# Document passage
3.1.7. Diastereomeric Derivative 15 of (R)-3-(acetoxymethyl)hexanoic Acid (13)

A solution of the acetoxy acid 13 (18.7 mg, 0.1 mmol) in anhydrous dichloromethane (0.5 mL) was treated with oxalyl chloride (11 μL, 0.13 mmol), in the presence of dimethylformamide (20 μL), at 0 °C. After 1 h, the solution was concentrated under nitrogen flow and (R)-(+)-methylbenzylamine (52 μL, 0.4 mmol) was added. After 30’ ethyl acetate (2 mL) was added. The obtained solution was sequentially washed with 6M hydrochloric acid (3 × 1 mL), 3% aqueous ammonium hydroxide solution (3 × 1 mL), water (2 mL); finally, solvent was removed at reduced pressure.

For the 500 MHz ¹H-NMR analysis, the resonances of the (R)- and (S)-CH₂OCOCH₃ or the CH₃CO group were first established from spectra of the derivative of (R,S)-13, then they were compared with that of the derivative of (R)-3-(acetoxymethyl)hexanoic acid 13. In the spectrum of derivative of (R,S)-13 two singlets at 1.94 and 2.05 ppm were present, due to the CH₃CO group protons. In the spectrum of derivative of (R)-13 only the singlet at 1.94 ppm was present. The signal due to the proton H_a of CH₂OCO group was a double doublet centered at 4.01 ppm for the derivative of (R)-13, while two dd (centered at 4.05 and 4.01 ppm) were present in the spectrum of amide of (R,S)-13.

# Parts of the exercise
- A) Can you rename "double doublet" to "doublet of doublets" in the derivative 15 procedure, starting at "For the 500" and stopping after "amide of (R,S)-13."?
- B) How would the derivative 15 procedure go on after its final sentence? Write that next part.

# Record extracts
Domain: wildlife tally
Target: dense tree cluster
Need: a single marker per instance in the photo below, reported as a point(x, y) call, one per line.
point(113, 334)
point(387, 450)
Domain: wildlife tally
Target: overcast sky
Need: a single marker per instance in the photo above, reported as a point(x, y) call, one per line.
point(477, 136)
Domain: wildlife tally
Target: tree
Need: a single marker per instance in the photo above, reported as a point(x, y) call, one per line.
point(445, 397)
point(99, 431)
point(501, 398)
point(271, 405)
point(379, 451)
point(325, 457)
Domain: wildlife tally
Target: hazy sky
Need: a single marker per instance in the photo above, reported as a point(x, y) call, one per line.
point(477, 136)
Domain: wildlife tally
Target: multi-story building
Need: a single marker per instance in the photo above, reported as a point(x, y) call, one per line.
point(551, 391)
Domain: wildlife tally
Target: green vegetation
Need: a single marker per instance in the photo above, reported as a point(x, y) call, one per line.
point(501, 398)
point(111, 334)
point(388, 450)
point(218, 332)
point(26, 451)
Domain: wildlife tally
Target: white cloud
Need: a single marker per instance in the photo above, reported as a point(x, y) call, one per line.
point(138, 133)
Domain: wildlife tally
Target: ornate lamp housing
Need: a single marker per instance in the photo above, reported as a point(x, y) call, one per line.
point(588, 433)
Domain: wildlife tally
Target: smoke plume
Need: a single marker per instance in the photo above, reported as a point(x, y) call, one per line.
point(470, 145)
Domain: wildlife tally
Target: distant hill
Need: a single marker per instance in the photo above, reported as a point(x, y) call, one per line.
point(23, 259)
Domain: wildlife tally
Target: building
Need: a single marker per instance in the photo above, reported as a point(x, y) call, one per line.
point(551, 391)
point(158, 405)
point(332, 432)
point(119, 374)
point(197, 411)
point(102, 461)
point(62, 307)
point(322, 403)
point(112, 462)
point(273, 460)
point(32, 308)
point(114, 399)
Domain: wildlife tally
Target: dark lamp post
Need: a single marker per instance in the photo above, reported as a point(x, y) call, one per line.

# Answers by task
- A)
For the 500 MHz ¹H-NMR analysis, the resonances of the (R)- and (S)-CH₂OCOCH₃ or the CH₃CO group were first established from spectra of the derivative of (R,S)-13, then they were compared with that of the derivative of (R)-3-(acetoxymethyl)hexanoic acid 13. In the spectrum of derivative of (R,S)-13 two singlets at 1.94 and 2.05 ppm were present, due to the CH₃CO group protons. In the spectrum of derivative of (R)-13 only the singlet at 1.94 ppm was present. The signal due to the proton H_a of CH₂OCO group was a doublet of doublets centered at 4.01 ppm for the derivative of (R)-13, while two dd (centered at 4.05 and 4.01 ppm) were present in the spectrum of amide of (R,S)-13.

- B)
4. Conclusions

The optically pure key intermediate (R)-lactone 4 of brivaracetam (1), an orally or intravenously administered antiepileptic drug, was prepared by means of an enzymatic resolution, under the classical irreversible transesterifications conditions, of a suitable alcohol easily prepared in 36% overall yields starting from benzaldehyde. The transformation of the (R)-alcohol 8 into the final (R)-lactone 4 was efficiently accomplished in few steps, keeping unaltered the ee of the starting material. The whole synthesis involves simple steps and it can also be employed for preparative purposes; ruthenium tetroxide is used in catalytic amount due to its continue recycling by sodium periodate. Only few chromatographic purifications are required, appreciable amounts of by-products being formed only during the Perkin condensation. The relatively low yield (53%) of this step, however, can be considered acceptable taking into consideration the cheap starting materials utilized, benzaldehyde and valeric anhydride.

The PFL-catalyzed acetylation applied to the resolution of 2-substituted primary alcohols, under the irreversible transesterification conditions, once again, gave excellent results, showing the enantiopreference in agreement with the Kazlauskas rule [30]: the modified reaction conditions (i.e., different solvent, increased enzymatic units/substrate mmoles ratio, and longer reaction time) respect to the resolution of the very similar alcohol 9 are, probably, due to a different preparation of commercial PFL and to the larger hindrance of the 2-substituent of the enzymatic substrate. The optimization of the analytical chromatographic methods (GC and HPLC) on chiral stationary phases, aimed to the evaluation of the ee of the chiral compounds, and the careful NMR analyses provide a useful complement of the synthesis.